— Source records —
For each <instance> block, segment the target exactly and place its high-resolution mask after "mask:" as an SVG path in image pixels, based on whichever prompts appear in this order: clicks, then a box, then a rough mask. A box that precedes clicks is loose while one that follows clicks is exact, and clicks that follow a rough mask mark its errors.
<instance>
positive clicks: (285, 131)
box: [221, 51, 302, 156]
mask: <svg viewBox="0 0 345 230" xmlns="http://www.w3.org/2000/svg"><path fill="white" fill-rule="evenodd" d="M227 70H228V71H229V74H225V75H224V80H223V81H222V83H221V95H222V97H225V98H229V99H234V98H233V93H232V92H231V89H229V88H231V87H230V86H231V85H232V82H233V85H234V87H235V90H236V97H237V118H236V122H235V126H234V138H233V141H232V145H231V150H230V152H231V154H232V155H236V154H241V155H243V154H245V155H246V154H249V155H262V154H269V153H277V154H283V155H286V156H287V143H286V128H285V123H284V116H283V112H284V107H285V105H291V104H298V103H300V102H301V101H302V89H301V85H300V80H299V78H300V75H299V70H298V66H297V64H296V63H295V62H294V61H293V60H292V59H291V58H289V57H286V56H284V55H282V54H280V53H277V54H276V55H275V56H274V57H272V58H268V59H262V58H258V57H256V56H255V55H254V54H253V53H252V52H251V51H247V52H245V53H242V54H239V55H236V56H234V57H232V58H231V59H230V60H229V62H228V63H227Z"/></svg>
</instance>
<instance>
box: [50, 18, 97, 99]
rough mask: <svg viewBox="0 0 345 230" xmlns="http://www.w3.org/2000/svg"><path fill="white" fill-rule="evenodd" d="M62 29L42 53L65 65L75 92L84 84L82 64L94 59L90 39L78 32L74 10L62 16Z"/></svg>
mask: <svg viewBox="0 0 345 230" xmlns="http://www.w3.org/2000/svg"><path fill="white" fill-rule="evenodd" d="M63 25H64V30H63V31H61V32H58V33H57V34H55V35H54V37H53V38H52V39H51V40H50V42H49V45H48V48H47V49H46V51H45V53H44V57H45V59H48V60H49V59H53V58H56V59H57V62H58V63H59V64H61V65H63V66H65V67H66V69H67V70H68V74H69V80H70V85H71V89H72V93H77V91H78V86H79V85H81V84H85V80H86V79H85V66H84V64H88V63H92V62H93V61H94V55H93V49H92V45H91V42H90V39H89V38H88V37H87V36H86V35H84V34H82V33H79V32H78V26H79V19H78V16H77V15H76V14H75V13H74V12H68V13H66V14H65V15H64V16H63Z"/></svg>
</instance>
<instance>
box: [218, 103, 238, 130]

— Task to complete —
Reproduce all of the entries above, switching every "rough mask" for "coarse mask" and leaving everything else unchanged.

— Your solution —
For each <instance> block, segment the target exactly and place its high-resolution mask after "mask:" as an SVG path in image pixels, based on whichever prompts appear in this order: clicks, then a box, then a coarse mask. A box that precedes clicks is loose while one that follows clicks is exact, and clicks that follow a coarse mask mark its errors.
<instance>
positive clicks: (285, 131)
box: [221, 51, 302, 156]
mask: <svg viewBox="0 0 345 230" xmlns="http://www.w3.org/2000/svg"><path fill="white" fill-rule="evenodd" d="M227 70H228V71H229V74H225V75H224V80H223V81H222V83H221V95H222V97H225V98H229V99H234V98H233V93H232V92H231V89H229V88H231V87H230V86H231V85H232V82H233V85H234V87H235V90H236V97H237V118H236V122H235V126H234V138H233V141H232V145H231V150H230V152H231V154H232V155H236V154H241V155H243V154H245V155H246V154H249V155H262V154H269V153H277V154H283V155H286V156H287V143H286V128H285V123H284V116H283V112H284V107H285V105H291V104H298V103H300V102H301V101H302V89H301V85H300V80H299V78H300V75H299V70H298V66H297V64H296V63H295V62H294V61H293V60H292V59H291V58H289V57H286V56H284V55H282V54H280V53H277V54H276V55H275V56H274V57H272V58H268V59H262V58H258V57H256V56H255V55H254V54H253V53H252V52H251V51H247V52H245V53H242V54H239V55H236V56H234V57H232V58H231V59H230V60H229V62H228V63H227Z"/></svg>
</instance>
<instance>
box: [50, 18, 97, 99]
coarse mask: <svg viewBox="0 0 345 230" xmlns="http://www.w3.org/2000/svg"><path fill="white" fill-rule="evenodd" d="M62 29L42 53L65 65L75 92L84 84L82 64L94 59L90 39L78 32L74 10L62 16Z"/></svg>
mask: <svg viewBox="0 0 345 230" xmlns="http://www.w3.org/2000/svg"><path fill="white" fill-rule="evenodd" d="M63 25H64V30H63V31H61V32H58V33H57V34H55V35H54V37H53V38H52V39H51V40H50V42H49V45H48V48H47V49H46V51H45V53H44V57H45V59H48V60H49V59H53V58H56V59H57V62H58V63H59V64H61V65H63V66H65V67H66V69H67V70H68V74H69V80H70V85H71V89H72V93H77V91H78V86H79V85H81V84H85V80H86V79H85V66H84V64H88V63H92V62H93V61H94V55H93V49H92V45H91V42H90V39H89V38H88V37H87V36H86V35H84V34H82V33H79V32H78V26H79V19H78V16H77V15H76V14H75V13H74V12H68V13H66V14H65V15H64V16H63Z"/></svg>
</instance>
<instance>
box: [218, 103, 238, 130]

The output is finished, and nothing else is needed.